— start of Source data —

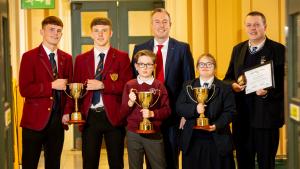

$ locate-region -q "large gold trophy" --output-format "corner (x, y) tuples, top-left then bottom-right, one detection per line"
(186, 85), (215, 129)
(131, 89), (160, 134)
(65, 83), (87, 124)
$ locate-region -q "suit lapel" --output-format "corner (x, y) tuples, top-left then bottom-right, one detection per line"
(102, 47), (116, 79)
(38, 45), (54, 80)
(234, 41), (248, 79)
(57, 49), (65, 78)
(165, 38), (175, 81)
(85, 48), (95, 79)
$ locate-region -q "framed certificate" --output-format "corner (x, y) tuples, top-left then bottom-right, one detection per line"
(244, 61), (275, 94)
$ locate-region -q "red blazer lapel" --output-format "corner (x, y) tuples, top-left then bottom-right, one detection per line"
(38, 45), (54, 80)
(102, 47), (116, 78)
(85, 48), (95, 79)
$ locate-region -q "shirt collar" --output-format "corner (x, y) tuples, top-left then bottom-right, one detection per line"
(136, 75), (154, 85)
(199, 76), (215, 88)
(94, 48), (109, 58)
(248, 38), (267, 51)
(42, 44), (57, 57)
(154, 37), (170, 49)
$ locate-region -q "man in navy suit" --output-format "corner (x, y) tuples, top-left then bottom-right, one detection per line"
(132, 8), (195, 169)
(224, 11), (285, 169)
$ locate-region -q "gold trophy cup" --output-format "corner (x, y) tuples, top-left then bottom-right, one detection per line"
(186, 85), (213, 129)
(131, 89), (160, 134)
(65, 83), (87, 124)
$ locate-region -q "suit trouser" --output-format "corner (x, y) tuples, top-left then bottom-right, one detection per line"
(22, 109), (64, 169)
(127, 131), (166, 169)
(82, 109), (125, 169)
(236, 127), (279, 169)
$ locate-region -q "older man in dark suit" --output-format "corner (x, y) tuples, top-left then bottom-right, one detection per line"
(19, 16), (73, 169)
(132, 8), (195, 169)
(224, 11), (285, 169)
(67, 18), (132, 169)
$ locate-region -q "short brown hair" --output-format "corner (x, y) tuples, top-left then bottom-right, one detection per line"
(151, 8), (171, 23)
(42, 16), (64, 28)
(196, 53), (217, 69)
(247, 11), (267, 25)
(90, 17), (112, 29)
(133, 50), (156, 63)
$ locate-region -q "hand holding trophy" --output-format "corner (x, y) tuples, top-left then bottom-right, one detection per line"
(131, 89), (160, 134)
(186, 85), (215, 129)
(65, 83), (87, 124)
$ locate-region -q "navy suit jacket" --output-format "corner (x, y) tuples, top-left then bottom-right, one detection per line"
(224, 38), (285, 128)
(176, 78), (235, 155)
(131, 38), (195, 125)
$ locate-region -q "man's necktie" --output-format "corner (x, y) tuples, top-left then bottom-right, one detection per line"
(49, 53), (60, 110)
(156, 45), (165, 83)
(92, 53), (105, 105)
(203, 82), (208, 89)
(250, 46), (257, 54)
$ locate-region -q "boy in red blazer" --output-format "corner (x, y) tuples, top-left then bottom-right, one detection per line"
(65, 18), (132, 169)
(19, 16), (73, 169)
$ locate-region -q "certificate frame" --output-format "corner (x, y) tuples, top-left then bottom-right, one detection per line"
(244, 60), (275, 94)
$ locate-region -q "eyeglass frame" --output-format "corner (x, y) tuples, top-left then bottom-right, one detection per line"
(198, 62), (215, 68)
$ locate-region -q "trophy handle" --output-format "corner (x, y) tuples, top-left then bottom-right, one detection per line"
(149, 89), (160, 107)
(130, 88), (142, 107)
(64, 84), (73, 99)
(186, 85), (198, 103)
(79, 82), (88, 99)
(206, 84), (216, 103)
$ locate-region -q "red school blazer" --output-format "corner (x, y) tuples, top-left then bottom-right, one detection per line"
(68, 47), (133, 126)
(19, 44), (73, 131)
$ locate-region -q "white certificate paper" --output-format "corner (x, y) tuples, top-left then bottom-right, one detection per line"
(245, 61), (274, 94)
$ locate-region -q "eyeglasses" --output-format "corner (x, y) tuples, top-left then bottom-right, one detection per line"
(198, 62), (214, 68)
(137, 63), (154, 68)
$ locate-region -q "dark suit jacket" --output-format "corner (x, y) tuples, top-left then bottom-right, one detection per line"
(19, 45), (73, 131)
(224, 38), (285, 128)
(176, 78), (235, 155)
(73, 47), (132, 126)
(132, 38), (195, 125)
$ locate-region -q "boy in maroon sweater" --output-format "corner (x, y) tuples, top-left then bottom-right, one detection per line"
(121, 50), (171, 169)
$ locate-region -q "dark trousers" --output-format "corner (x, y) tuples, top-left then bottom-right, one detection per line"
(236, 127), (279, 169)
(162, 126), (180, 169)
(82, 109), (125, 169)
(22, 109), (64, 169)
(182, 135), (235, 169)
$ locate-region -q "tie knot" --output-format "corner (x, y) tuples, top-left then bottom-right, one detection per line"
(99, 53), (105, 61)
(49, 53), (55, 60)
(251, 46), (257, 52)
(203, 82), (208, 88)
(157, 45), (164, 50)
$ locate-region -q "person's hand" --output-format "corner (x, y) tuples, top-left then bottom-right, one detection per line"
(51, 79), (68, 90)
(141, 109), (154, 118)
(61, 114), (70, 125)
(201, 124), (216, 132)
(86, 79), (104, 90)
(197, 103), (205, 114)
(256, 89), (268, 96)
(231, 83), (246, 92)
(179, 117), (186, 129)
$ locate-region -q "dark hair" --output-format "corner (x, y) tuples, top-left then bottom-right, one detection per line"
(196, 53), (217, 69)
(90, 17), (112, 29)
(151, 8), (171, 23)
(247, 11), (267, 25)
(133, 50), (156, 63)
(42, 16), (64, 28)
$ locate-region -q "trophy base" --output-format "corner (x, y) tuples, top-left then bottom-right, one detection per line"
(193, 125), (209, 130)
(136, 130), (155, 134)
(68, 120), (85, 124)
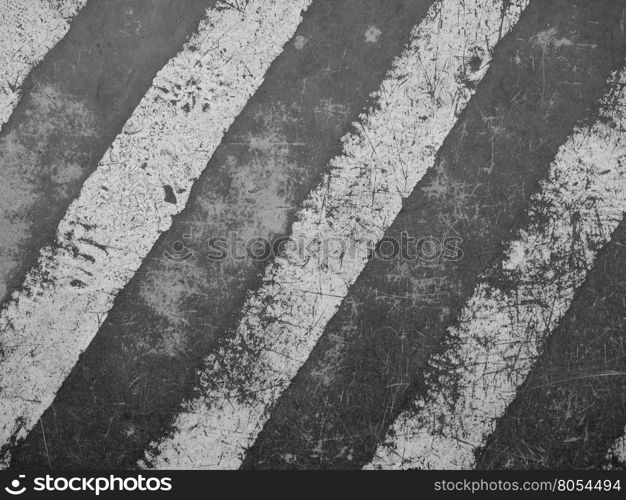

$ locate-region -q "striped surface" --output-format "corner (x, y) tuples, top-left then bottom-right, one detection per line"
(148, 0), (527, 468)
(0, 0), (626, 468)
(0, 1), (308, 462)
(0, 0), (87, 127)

— end of Source data —

» **Given instruction**: Starting at the line that has "man in dark" and ending after the line that has "(131, 38), (195, 125)", write out the data above again, requests included. Add 65 to every corner coordinate in the answers.

» **Solution**:
$ locate-region -q "older man in dark suit" --output-format "corner (x, y) tuples, top-left then bottom-right, one detection per line"
(84, 81), (138, 234)
(197, 73), (260, 234)
(289, 76), (350, 234)
(132, 83), (197, 234)
$ locate-region -q "short brown hair" --output-format "corner (x, y) tuples, top-left then bottom-right, one detection per line"
(216, 73), (236, 88)
(107, 81), (129, 93)
(261, 118), (282, 134)
(312, 76), (332, 90)
(155, 82), (177, 94)
(198, 115), (221, 128)
$ locate-region -q "hand holding trophy" --output-format "corner (x, y) tuples, top-left then bottom-right, one detection per line"
(196, 154), (225, 199)
(251, 150), (280, 194)
(130, 148), (152, 189)
$ locate-region -q "navy suit jacket" --output-format "corner (x, y) tuples, top-left then bottom-right, one detection per line"
(289, 103), (350, 193)
(241, 143), (300, 220)
(196, 103), (260, 190)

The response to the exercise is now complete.